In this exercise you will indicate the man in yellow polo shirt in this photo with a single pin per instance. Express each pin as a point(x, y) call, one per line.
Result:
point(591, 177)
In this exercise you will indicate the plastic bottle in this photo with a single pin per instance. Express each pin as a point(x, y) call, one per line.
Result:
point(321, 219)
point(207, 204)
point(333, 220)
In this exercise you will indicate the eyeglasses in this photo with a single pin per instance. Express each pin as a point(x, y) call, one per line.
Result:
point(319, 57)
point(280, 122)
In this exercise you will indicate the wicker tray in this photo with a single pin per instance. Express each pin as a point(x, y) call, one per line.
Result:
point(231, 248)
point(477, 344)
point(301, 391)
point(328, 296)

---

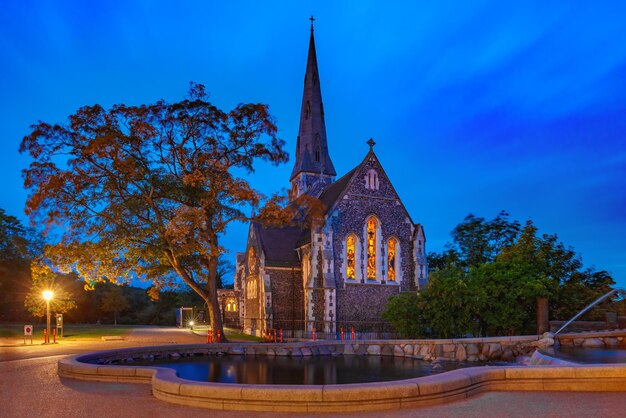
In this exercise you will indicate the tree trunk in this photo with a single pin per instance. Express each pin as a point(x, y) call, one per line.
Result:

---

[Work required] Express the lines above, from the one with "In this exercise you will indicate the plastic" up to and including the one with "point(280, 122)", as a JSON list of strings with one string per line, omitting any blank lines.

[Complete response]
[
  "In this exercise you will indicate the plastic bottle in this photo with a single pin per instance. Express each pin as a point(x, y) call, one per line.",
  "Result:",
  "point(321, 219)",
  "point(207, 204)",
  "point(333, 220)",
  "In this exercise you will indicate the eyeglasses in this photo with a single pin per instance. Express each pin as a point(x, y) call, one per line.",
  "Result:",
  "point(319, 57)",
  "point(280, 122)"
]